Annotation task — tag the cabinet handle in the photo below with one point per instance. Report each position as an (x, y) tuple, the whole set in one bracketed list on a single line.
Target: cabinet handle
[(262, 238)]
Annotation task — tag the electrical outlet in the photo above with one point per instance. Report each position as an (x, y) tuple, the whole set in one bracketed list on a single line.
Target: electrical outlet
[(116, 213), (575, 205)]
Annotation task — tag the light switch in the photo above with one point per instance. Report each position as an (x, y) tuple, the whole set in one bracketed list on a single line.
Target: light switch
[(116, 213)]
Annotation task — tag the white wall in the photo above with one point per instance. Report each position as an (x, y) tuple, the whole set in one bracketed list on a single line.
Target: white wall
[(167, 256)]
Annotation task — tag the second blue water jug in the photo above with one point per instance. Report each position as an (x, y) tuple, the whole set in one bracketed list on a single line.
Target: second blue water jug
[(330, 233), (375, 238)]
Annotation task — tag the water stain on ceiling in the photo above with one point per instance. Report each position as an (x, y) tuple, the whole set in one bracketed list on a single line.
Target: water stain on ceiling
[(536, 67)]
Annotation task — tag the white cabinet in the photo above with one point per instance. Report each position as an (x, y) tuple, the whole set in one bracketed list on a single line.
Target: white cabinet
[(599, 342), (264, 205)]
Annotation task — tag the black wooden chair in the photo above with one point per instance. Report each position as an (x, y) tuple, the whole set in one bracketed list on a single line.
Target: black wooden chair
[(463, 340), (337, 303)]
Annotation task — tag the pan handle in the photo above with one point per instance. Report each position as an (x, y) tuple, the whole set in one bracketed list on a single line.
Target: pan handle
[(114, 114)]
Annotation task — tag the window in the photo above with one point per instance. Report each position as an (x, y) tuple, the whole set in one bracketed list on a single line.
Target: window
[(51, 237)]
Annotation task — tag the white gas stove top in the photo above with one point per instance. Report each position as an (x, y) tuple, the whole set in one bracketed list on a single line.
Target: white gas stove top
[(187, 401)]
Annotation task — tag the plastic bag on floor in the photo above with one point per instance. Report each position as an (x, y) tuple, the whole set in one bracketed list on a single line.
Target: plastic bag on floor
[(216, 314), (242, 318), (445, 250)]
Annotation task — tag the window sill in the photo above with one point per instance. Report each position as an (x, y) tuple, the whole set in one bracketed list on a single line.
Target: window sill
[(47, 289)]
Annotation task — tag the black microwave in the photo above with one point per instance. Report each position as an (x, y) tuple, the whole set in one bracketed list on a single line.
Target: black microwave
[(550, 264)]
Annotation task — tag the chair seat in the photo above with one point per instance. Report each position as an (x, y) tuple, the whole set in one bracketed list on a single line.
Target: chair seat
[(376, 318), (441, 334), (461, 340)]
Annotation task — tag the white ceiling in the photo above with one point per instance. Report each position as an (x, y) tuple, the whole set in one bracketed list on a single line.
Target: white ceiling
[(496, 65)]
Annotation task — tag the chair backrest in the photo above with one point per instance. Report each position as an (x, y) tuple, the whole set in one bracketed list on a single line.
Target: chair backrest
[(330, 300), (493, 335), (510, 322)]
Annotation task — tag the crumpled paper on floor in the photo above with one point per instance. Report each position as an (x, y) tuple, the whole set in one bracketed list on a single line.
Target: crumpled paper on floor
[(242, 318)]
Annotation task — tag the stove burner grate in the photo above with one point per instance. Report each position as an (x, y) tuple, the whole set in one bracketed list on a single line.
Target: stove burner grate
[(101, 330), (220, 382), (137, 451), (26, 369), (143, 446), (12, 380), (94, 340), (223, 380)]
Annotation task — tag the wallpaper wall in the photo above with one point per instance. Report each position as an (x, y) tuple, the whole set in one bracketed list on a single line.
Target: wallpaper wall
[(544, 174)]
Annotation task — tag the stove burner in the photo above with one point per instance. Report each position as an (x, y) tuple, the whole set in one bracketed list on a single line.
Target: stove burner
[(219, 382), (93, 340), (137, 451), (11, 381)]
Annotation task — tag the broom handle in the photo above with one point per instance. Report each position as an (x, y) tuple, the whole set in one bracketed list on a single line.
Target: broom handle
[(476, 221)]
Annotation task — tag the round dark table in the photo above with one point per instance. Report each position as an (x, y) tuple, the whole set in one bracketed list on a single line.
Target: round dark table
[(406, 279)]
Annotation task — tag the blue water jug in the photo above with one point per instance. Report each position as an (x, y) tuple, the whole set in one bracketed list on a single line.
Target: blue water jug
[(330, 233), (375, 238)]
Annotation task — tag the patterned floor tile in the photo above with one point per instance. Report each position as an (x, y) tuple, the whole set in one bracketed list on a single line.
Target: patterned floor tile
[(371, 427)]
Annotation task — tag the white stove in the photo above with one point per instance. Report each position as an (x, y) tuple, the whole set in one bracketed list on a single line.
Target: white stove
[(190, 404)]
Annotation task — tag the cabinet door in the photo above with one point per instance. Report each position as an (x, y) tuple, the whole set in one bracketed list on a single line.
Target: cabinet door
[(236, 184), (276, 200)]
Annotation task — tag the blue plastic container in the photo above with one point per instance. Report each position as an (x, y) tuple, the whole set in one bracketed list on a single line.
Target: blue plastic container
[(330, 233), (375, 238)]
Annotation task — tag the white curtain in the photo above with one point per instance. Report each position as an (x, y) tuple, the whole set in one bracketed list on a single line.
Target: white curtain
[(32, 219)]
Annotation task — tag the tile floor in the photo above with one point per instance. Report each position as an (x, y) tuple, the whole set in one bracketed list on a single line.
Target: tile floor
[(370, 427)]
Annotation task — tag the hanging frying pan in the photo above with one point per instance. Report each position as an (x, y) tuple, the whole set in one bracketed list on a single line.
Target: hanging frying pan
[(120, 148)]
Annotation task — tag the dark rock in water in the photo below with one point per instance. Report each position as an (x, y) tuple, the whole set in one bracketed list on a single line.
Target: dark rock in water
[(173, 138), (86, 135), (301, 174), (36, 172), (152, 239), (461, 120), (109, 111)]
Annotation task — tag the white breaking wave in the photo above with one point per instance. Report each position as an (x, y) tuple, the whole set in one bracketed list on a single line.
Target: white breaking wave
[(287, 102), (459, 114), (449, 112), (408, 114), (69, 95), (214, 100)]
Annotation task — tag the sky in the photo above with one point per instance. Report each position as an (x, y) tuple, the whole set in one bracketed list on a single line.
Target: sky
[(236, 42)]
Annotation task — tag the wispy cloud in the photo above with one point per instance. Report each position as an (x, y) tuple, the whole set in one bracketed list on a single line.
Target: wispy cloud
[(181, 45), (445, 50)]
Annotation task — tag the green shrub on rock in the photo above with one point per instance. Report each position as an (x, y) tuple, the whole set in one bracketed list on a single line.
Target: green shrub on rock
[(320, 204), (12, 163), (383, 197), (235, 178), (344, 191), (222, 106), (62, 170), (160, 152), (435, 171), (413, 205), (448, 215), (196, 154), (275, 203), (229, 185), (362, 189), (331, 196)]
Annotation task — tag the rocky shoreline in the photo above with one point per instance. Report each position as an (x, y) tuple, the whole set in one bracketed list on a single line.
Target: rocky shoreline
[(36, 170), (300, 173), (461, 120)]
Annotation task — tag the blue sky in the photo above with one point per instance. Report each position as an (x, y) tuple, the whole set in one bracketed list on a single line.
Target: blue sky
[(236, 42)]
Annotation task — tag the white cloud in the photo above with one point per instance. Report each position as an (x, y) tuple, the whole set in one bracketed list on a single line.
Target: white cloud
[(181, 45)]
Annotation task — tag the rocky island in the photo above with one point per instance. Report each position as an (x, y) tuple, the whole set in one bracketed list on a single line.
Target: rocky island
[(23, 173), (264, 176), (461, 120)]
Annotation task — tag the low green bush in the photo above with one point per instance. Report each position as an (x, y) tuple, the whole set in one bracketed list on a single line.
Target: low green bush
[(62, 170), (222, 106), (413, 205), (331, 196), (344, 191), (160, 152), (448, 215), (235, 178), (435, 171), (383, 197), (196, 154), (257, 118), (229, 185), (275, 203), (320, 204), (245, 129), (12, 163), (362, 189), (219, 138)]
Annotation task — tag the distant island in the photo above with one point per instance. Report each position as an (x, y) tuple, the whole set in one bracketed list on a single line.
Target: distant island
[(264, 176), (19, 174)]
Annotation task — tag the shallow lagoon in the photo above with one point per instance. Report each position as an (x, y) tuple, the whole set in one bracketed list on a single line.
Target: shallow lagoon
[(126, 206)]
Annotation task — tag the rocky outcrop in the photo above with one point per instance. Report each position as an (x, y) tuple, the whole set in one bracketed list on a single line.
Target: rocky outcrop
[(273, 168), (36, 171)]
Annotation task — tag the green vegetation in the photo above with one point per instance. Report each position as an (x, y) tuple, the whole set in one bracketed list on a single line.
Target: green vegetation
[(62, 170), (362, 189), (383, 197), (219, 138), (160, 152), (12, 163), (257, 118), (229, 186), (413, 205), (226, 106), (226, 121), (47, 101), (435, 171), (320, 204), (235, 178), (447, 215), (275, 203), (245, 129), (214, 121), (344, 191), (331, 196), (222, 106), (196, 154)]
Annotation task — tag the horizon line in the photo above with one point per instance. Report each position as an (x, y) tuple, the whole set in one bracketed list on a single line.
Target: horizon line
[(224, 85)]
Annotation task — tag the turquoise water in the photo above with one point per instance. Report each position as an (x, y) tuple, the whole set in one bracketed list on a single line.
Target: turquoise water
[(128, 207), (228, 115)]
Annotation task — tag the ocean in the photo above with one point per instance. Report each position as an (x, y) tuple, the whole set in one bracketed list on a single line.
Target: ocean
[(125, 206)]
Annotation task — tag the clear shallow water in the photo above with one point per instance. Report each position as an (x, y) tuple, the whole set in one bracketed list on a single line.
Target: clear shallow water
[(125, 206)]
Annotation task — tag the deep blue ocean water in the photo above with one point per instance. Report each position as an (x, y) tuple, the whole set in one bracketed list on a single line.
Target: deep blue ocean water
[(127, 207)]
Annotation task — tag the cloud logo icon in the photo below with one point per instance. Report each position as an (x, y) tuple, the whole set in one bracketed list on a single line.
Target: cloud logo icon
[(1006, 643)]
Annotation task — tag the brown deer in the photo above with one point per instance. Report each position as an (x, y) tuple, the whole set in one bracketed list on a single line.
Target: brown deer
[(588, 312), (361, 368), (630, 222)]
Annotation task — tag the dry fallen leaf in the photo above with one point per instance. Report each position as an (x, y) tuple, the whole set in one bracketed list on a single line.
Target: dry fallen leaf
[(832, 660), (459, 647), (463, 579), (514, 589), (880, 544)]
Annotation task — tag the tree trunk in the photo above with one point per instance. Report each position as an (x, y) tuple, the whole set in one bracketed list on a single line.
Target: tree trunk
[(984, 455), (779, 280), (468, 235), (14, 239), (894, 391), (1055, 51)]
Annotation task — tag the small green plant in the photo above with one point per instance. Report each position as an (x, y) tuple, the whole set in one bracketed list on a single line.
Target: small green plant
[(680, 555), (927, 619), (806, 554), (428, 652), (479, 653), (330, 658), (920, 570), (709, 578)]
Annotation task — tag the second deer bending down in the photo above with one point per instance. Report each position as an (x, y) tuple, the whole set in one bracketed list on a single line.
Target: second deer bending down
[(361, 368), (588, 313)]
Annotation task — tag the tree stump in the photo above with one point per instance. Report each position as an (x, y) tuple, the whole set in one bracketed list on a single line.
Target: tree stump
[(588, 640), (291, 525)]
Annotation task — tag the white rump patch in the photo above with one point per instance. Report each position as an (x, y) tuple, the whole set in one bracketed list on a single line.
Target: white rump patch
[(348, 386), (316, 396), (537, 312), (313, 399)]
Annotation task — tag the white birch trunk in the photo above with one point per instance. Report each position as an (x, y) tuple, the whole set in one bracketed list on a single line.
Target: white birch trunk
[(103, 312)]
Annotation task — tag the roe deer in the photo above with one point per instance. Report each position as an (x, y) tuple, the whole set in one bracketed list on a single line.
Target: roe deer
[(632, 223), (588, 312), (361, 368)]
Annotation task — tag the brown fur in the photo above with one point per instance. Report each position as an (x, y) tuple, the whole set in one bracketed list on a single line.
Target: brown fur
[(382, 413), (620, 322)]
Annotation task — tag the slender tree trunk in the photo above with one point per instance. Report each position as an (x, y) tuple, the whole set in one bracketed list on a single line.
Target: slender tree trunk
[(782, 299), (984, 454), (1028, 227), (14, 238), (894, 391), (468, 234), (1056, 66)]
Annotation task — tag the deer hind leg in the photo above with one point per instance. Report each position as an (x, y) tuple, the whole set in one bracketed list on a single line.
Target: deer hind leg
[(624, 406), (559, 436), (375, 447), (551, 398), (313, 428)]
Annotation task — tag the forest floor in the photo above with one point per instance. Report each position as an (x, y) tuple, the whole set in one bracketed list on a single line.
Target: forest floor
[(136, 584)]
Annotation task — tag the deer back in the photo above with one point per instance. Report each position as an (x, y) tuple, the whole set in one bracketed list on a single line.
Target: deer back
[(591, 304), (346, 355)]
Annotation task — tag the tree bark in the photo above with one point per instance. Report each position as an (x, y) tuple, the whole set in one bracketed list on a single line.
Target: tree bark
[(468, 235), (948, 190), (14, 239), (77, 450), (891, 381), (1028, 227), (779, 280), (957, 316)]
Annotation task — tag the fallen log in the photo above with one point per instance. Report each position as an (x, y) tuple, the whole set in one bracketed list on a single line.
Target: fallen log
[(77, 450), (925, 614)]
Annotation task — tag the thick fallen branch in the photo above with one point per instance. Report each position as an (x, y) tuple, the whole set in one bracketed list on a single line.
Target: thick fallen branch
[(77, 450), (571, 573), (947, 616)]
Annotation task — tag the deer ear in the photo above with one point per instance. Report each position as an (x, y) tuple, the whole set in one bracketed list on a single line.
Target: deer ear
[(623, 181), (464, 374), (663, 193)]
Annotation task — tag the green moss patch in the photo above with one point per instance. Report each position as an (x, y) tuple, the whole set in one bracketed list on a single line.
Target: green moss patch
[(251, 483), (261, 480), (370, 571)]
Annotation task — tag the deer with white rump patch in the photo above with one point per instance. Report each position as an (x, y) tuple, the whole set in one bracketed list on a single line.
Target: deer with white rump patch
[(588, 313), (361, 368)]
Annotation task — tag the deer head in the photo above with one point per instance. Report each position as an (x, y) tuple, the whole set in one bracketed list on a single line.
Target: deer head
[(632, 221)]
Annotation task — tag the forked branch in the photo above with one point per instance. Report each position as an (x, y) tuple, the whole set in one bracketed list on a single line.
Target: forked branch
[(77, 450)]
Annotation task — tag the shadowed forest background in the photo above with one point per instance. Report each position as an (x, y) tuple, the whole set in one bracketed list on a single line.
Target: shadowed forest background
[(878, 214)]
☆ ☆ ☆ ☆ ☆ ☆ ☆
**Your task:**
Starting with the line that contains "Annotation task — tag the rocky island" and going on through the line that contains "[(23, 173), (264, 176), (461, 120)]", output those lines of the records above as a JSON list of strings, one string per line, with blank lines left out.

**Solved problem:**
[
  "Annotation task — tag the rocky island in the photo above with one point per instance. Report each position as an (x, y) tuple, the whole set in one bracketed list on a single line.",
  "Target: rocky island",
  "[(23, 173), (264, 176), (461, 120)]"
]